ARTICLE>
** Start **
PC Pro’s correspondents were among them, jostling for elbow space on the showfloor and shuttling between hotel suites for behind-the-scenes briefings. In the week we spent in Las Vegas, we saw hundreds of new products and had time to take in the wider tech trends that were emerging.

Here, then, we bring you the nine things we learned from CES 2023. Consider them our guide to what CES revealed about the direction of the tech industry for the year ahead, and the innovations you’re going to be hearing a lot more about in the coming months.

In many categories we’ve picked out key announcements and the precise products that should be on your radar in the coming year. Bear in mind, however, these aren’t strong buying recommendations – we haven’t been able to fully test any of these newly announced devices yet – just our first impressions of products we encountered on the showfloor or in briefing rooms.

1 DISPLAYS ARE REFRESHINGLY GOOD

If you totalled the square footage of all the screens on the CES showfloor, it would cover the moon. Probably.
** End **
ENTRIES SHOWN>
** Start **
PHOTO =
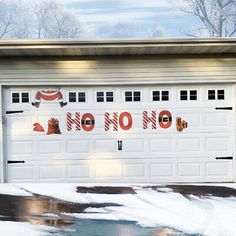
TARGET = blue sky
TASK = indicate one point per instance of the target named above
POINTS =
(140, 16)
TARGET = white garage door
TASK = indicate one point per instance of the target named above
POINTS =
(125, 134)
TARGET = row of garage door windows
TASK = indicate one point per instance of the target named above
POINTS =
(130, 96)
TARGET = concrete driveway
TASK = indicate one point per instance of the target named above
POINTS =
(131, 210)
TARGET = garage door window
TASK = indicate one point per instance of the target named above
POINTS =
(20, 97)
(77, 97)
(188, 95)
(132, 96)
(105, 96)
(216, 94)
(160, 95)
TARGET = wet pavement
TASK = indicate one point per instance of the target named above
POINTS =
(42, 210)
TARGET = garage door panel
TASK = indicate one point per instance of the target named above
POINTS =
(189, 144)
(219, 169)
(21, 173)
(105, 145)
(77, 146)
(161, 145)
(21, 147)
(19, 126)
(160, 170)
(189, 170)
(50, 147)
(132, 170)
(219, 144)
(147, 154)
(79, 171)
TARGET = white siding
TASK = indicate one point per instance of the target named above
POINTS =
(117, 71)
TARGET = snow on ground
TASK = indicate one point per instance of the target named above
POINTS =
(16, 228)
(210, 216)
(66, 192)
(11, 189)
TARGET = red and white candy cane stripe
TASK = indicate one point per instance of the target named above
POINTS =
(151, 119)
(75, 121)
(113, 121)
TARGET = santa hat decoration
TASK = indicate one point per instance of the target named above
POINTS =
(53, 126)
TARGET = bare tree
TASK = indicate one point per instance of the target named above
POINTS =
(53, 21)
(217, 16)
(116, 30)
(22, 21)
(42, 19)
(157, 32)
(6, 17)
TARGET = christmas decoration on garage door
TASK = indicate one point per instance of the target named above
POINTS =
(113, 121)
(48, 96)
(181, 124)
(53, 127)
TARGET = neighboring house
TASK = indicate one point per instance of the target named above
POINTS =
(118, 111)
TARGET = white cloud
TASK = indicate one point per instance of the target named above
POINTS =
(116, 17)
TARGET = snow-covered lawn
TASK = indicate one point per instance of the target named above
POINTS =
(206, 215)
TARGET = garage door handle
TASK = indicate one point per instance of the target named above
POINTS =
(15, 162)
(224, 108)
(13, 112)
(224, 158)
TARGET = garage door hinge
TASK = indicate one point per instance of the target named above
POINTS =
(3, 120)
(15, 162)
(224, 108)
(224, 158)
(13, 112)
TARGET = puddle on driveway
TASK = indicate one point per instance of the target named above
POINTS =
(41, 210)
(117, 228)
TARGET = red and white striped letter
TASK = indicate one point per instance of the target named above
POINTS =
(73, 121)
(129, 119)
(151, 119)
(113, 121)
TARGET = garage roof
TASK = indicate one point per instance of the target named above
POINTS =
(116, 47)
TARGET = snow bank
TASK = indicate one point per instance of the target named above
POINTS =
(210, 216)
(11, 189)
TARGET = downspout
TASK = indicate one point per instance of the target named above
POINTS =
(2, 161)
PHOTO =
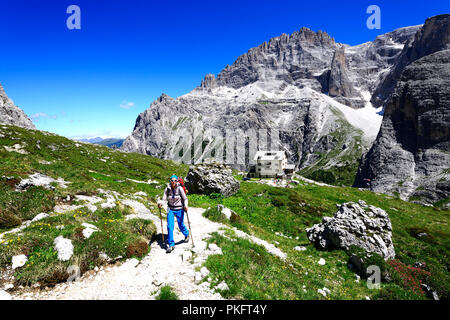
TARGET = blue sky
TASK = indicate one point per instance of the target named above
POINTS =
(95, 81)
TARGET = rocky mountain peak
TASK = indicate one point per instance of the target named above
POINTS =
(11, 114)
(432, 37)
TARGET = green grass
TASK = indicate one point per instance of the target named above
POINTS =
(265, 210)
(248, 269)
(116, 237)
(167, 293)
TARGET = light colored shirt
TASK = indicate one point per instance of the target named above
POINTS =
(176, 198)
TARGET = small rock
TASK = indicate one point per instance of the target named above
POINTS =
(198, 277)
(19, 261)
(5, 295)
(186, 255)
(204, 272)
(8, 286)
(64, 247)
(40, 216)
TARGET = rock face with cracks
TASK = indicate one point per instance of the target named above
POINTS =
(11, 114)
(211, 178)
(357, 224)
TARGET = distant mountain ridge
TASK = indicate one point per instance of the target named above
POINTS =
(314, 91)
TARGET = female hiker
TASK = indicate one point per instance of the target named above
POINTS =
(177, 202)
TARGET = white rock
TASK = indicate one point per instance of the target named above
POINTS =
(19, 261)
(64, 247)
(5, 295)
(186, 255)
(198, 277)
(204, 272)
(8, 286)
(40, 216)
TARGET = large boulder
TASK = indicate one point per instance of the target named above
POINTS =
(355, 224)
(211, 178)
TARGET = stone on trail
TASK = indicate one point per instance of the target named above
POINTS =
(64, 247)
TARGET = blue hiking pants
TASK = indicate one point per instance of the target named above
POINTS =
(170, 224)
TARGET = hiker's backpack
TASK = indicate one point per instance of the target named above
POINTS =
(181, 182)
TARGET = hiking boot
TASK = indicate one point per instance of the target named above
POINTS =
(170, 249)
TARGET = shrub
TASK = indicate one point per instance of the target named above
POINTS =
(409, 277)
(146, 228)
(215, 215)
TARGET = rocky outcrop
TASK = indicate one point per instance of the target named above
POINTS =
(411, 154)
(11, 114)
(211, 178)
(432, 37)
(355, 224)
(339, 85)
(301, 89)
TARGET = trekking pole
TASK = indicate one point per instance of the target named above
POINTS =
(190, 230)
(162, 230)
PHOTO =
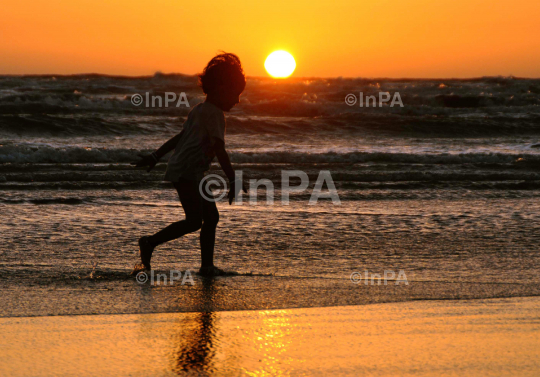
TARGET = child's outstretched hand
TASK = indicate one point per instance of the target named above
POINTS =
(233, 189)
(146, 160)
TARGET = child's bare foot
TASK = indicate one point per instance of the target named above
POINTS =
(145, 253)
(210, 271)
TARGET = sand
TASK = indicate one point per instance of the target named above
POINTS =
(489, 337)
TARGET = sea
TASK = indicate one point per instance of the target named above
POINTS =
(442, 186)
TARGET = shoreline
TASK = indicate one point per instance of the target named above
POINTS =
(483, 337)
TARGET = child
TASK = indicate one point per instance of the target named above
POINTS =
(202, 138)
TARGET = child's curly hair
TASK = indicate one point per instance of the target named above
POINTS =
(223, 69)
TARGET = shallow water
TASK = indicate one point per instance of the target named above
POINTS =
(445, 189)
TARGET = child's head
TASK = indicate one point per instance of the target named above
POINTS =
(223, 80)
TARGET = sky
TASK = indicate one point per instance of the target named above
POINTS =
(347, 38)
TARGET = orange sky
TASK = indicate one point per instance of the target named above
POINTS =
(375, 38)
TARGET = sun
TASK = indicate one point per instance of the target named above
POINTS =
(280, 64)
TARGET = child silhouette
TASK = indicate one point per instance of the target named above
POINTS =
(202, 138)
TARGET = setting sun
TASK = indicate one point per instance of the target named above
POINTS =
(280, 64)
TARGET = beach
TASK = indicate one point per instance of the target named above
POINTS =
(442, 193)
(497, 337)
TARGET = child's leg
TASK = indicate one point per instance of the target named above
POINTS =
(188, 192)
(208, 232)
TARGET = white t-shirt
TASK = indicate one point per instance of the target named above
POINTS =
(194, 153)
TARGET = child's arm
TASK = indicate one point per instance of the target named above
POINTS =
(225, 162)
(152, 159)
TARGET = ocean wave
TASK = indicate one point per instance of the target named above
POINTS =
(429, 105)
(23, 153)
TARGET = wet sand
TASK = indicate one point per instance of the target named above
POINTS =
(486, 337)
** End **
AIM>
Reproduce word for word the passage of the CES 2023 article that opens with the words containing "Here, then, we" and closes with "in briefing rooms.". Work only from the CES 2023 article, not from the items.

REPLY TO THE EXERCISE>
Here, then, we bring you the nine things we learned from CES 2023. Consider them our guide to what CES revealed about the direction of the tech industry for the year ahead, and the innovations you’re going to be hearing a lot more about in the coming months.

In many categories we’ve picked out key announcements and the precise products that should be on your radar in the coming year. Bear in mind, however, these aren’t strong buying recommendations – we haven’t been able to fully test any of these newly announced devices yet – just our first impressions of products we encountered on the showfloor or in briefing rooms.